/---

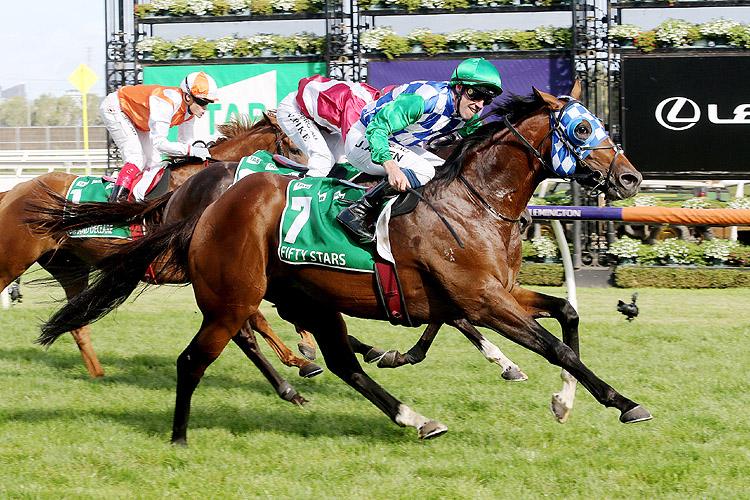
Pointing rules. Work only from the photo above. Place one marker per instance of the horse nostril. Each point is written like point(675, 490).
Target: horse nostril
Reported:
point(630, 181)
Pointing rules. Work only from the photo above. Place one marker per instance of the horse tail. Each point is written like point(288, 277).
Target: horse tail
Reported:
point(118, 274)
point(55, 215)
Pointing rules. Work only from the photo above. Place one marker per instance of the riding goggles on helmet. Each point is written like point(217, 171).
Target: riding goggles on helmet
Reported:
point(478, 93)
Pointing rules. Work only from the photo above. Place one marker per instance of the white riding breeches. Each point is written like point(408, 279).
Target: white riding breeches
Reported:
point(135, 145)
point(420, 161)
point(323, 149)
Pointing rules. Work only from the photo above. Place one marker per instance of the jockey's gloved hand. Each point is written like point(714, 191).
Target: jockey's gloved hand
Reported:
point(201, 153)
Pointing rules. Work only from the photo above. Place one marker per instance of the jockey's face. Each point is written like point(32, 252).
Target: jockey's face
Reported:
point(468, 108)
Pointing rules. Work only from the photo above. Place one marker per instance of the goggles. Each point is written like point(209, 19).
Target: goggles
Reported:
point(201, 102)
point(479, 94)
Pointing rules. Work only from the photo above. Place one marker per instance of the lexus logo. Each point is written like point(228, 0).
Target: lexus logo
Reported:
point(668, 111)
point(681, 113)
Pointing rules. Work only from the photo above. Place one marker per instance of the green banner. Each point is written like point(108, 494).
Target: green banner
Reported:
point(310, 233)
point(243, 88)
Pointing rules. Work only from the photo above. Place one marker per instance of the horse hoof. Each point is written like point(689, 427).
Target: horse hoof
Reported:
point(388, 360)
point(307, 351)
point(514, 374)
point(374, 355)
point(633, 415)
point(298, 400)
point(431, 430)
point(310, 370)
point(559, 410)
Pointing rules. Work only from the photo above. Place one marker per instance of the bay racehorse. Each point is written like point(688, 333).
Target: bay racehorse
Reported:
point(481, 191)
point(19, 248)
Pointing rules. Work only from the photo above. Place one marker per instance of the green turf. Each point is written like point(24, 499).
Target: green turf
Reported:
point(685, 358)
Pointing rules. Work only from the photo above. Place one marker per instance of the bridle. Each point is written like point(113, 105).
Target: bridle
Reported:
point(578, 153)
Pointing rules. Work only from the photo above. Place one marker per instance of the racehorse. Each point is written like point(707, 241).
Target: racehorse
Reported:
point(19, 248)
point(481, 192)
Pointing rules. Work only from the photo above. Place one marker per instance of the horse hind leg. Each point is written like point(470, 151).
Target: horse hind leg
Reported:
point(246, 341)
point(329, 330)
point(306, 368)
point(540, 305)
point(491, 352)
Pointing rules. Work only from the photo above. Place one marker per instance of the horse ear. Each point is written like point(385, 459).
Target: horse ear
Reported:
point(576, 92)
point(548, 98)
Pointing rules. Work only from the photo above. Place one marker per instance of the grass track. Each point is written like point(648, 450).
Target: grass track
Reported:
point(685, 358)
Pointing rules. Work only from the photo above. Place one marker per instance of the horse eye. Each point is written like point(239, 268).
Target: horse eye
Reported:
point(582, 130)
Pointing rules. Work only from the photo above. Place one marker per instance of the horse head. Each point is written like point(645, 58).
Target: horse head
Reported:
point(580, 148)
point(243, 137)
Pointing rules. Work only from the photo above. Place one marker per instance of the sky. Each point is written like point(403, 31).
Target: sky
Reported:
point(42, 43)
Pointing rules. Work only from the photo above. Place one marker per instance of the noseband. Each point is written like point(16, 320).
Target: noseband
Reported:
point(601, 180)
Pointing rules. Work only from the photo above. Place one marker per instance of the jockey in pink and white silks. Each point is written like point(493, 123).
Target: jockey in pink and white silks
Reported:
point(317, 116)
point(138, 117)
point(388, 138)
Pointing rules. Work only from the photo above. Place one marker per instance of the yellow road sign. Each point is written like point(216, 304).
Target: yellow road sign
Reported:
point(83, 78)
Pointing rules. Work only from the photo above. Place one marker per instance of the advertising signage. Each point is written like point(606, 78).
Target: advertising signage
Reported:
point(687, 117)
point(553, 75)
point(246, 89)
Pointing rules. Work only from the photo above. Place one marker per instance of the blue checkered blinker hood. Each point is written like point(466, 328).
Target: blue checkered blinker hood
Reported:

\---

- [Your objective]: In the records, swap "gloved hand" for "left hand" from the line with "like point(714, 191)." up to and including the line with "point(201, 153)", keeping everything else the same. Return only those lines.

- [Complete output]:
Pointing rules. Work only from the photo above. Place one marker per instance of the jockey's left hand. Each point is written like point(714, 191).
Target: jockey's left hand
Reported:
point(201, 153)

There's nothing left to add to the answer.